• Your tasks
- 1) For the text on pandemic book orders, decide whether each of the statements (a), (b) and (c) agrees with it. Answer yes or no for each and quote the deciding words of the text.
(a) Roberts said that books ordered by subject are usually for personal use.
(b) The term "credibility bookcase" was coined by a New York Times writer.
(c) Roberts asks his clients many questions about why they want the books.
- 2) Extend the text on pandemic book orders by writing what follows its final sentence.

• Text section
━━━━

For one, more people were ordering books with the apparent intent to read them. “We’re seeing an uptick in books by subject, which are usually for personal use,” Roberts said over the summer. Because many people suddenly had extra time at home but hardly anyone was able to shop in brick-and-mortar stores, orders for, say, 10 feet of mysteries, or 3 feet of art books, rose in popularity.
Another force at work, however, was the rise of the well-stocked shelf as a coveted home-office prop. When workplaces went remote and suddenly Zoom allowed co-workers new glimpses into one another’s homes, what New York Times writer Amanda Hess dubbed the “credibility bookcase” became the hot-ticket item. (“For a certain class of people, the home must function not only as a pandemic hunkering nest but also be optimized for presentation to the outside world,” she wrote.) And while Roberts makes an effort not to infer too much about his clients or ask too many questions about their intent, he did notice a very telling micro-trend in orders he was getting from all across the United States.
“We can sort of, you know, guess, or read between the lines, and we’ve had an uptick in smaller quantities,” Roberts said over the summer. “If your typical bookcase is 3 feet wide, and you just want to have the background from your shoulders up, then you might order 9 feet of history, or 9 feet of literature. That way, you put them on your home set … [and] nobody can zoom in on these books and say, Oh my God, he’s reading … you know, something offensive, or tacky. Nothing embarrassing.”

━━━━

(Stored records)
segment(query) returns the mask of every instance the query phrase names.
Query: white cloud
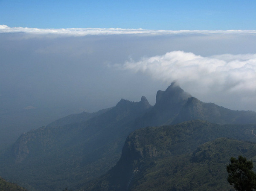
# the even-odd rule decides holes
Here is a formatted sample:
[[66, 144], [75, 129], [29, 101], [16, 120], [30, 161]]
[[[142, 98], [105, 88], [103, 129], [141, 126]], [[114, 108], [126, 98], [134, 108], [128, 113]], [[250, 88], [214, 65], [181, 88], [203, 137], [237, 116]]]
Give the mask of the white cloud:
[[24, 32], [35, 34], [53, 34], [73, 36], [84, 36], [88, 35], [113, 35], [143, 34], [150, 35], [166, 35], [169, 34], [192, 33], [233, 33], [256, 34], [256, 30], [187, 30], [178, 31], [164, 30], [148, 30], [142, 29], [121, 28], [66, 28], [66, 29], [38, 29], [15, 27], [10, 27], [6, 25], [0, 25], [0, 33]]
[[256, 54], [207, 57], [173, 51], [118, 66], [168, 83], [177, 80], [185, 90], [204, 101], [219, 104], [240, 102], [256, 108]]

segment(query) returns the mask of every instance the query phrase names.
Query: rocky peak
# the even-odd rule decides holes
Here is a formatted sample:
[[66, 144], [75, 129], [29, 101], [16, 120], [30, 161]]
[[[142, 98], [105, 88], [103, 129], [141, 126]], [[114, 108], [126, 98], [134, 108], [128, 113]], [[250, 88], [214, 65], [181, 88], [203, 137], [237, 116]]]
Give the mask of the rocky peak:
[[189, 93], [184, 91], [177, 83], [173, 82], [165, 91], [157, 91], [155, 105], [156, 107], [169, 108], [180, 105], [191, 96]]

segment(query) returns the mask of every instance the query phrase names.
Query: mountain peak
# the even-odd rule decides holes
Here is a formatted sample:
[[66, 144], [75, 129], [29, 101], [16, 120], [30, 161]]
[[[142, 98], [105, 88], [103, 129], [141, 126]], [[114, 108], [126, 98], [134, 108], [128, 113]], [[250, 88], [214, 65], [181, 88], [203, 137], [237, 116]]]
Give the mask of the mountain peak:
[[165, 91], [159, 90], [157, 93], [156, 105], [167, 107], [173, 105], [176, 105], [184, 101], [192, 96], [188, 93], [185, 92], [177, 84], [175, 81], [172, 82]]

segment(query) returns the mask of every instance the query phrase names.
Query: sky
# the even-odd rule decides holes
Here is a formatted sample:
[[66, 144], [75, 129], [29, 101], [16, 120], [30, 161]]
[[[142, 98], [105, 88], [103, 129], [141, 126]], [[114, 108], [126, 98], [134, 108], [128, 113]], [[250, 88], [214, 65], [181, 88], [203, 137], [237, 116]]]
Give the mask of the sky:
[[254, 0], [0, 0], [1, 125], [35, 128], [143, 96], [154, 105], [174, 81], [256, 111], [255, 10]]
[[0, 0], [12, 27], [256, 30], [254, 0]]

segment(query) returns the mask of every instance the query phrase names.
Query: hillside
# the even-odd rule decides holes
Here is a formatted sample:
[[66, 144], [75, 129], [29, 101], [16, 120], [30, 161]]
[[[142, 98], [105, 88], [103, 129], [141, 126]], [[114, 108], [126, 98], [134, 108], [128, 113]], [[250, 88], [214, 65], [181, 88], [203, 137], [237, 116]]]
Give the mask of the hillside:
[[[249, 129], [244, 135], [253, 137], [253, 125], [241, 124], [256, 123], [256, 113], [234, 111], [204, 103], [173, 83], [165, 91], [157, 92], [154, 106], [144, 96], [138, 102], [122, 99], [111, 108], [94, 113], [71, 115], [23, 134], [11, 148], [1, 154], [0, 163], [3, 166], [0, 175], [18, 184], [24, 183], [29, 190], [61, 190], [67, 186], [76, 190], [115, 166], [126, 137], [136, 129], [196, 119], [241, 125], [225, 125], [230, 130], [226, 134], [212, 131], [221, 127], [215, 125], [209, 136], [198, 135], [194, 148], [185, 145], [180, 148], [183, 153], [219, 137], [244, 136], [238, 133], [241, 129]], [[183, 125], [184, 129], [189, 126]], [[185, 131], [183, 130], [181, 133]]]
[[[87, 121], [70, 116], [23, 134], [2, 156], [1, 173], [11, 180], [21, 178], [29, 190], [61, 190], [67, 186], [74, 190], [115, 165], [135, 119], [151, 107], [145, 97], [139, 102], [121, 99]], [[65, 122], [73, 122], [63, 125]]]
[[256, 143], [236, 140], [256, 142], [255, 128], [196, 120], [140, 129], [128, 137], [116, 165], [82, 190], [232, 189], [225, 166], [240, 155], [256, 161]]

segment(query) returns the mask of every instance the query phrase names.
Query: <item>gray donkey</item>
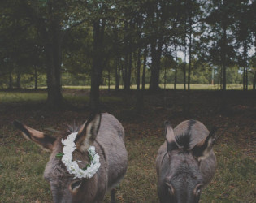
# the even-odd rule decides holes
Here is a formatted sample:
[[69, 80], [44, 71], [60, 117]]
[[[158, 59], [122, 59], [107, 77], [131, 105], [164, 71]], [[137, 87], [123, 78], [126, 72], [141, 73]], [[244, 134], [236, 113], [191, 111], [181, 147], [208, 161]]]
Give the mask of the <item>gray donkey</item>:
[[174, 130], [166, 122], [165, 129], [166, 141], [156, 159], [159, 201], [199, 202], [202, 189], [216, 170], [212, 149], [216, 127], [209, 132], [199, 121], [187, 120]]
[[[72, 132], [54, 138], [18, 121], [15, 121], [14, 125], [21, 130], [25, 138], [34, 141], [44, 149], [51, 151], [44, 177], [50, 182], [54, 202], [102, 202], [109, 190], [111, 201], [115, 202], [115, 187], [126, 173], [128, 153], [124, 143], [124, 128], [113, 115], [106, 113], [91, 114], [80, 127], [73, 141], [67, 135]], [[74, 143], [76, 145], [72, 148]], [[67, 155], [63, 155], [63, 150], [66, 144], [67, 147], [65, 152]], [[95, 153], [89, 153], [89, 146], [95, 147]], [[76, 162], [79, 166], [75, 169], [68, 166], [72, 163], [68, 160], [71, 155], [68, 153], [72, 151], [72, 161], [77, 160]], [[66, 162], [63, 160], [64, 156], [67, 157]], [[93, 158], [94, 160], [92, 161]], [[90, 171], [88, 167], [91, 169], [89, 166], [93, 165], [93, 162], [98, 166], [98, 161], [100, 166], [96, 167], [98, 171], [90, 177], [91, 171], [95, 168]], [[80, 171], [80, 169], [87, 170], [89, 178], [74, 178], [74, 175], [67, 170], [68, 167], [69, 171], [74, 170], [76, 172]]]

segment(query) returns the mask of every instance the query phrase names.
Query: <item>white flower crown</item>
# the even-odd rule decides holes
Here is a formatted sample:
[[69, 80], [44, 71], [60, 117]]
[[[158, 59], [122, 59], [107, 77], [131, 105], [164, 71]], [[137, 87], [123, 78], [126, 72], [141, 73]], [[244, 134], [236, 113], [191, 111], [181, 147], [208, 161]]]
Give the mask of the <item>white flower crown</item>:
[[[80, 169], [76, 161], [72, 161], [72, 153], [76, 149], [75, 139], [76, 135], [77, 132], [73, 132], [68, 135], [64, 140], [62, 140], [61, 142], [63, 145], [63, 153], [59, 155], [59, 157], [62, 157], [62, 162], [66, 166], [67, 171], [70, 174], [75, 175], [74, 179], [90, 179], [94, 175], [101, 166], [101, 163], [99, 162], [99, 156], [95, 152], [95, 147], [90, 146], [88, 149], [90, 163], [89, 163], [85, 168]], [[79, 160], [77, 162], [83, 162]]]

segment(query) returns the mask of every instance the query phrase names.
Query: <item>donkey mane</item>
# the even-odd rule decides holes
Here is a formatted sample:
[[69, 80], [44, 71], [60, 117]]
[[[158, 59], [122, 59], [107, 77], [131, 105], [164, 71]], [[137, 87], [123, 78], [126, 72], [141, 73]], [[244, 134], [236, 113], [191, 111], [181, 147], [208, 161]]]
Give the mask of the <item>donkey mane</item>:
[[189, 144], [191, 139], [190, 133], [181, 134], [176, 136], [175, 138], [178, 145], [180, 146], [184, 151], [188, 151], [189, 149]]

━━━━

• Answers in order
- 1)
(a) Yes: "We’re seeing an uptick in books by subject, which are usually for personal use"
(b) Yes: "what New York Times writer Amanda Hess dubbed the “credibility bookcase”"
(c) No: "Roberts makes an effort not to infer too much about his clients or ask too many questions about their intent"

- 2)
In the fall, Roberts said, numbers evened out somewhat, thanks to some commercial spaces reopening. But Books by the Foot might be taking on a higher percentage of home-library projects well into the future.
Jill Mastrostefano is the creative director and lead designer at PFour, an interior design firm that does, by her estimate, about 75 percent of its business in D.C., Maryland and Virginia. Historically, Mastrostefano mostly has ordered books by color from Books by the Foot, usually to create pops of brightness or accent points in show houses (homes built to display the designs available in a particular subdivision). But this year, she has spent a good chunk of her time outfitting model homes with specific rooms where people can envision themselves taking all their work Zoom meetings.
“We are probably going to be ordering more books because of what are now called ‘Zoom rooms,’ instead of studies,” she says. “People need to, you know, look good when [they’re] on video.”
In Washington and in political circles all over the United States, the fact that people are still, after more than nine months, showing up to work meetings and doing live TV appearances from inside their own homes likely means there will be sustained demand for impressive-looking bookshelves. And given that much of the politics-adjacent workforce won’t go back to working in offices until next summer, Books by the Foot can likely count on consistent Zoom-room business until then.
Of course, there’s evidence to suggest that people want to be or appear well-read but keep Books by the Foot’s involvement hidden. People probably don’t want to talk about their credibility shelves, Roberts points out.
Which has always been, and remains, perfectly fine with him and perfectly fine with Bowman. After assembly in the Wonder Book warehouse, that 12-foot order of left-leaning politics books from August (a somewhat large order for a residential project) was shipped to a private residence in New York for a client whose identity was unknown to Bowman—someone whose use for the books might be revealed one day, or might stay hidden from public view forever.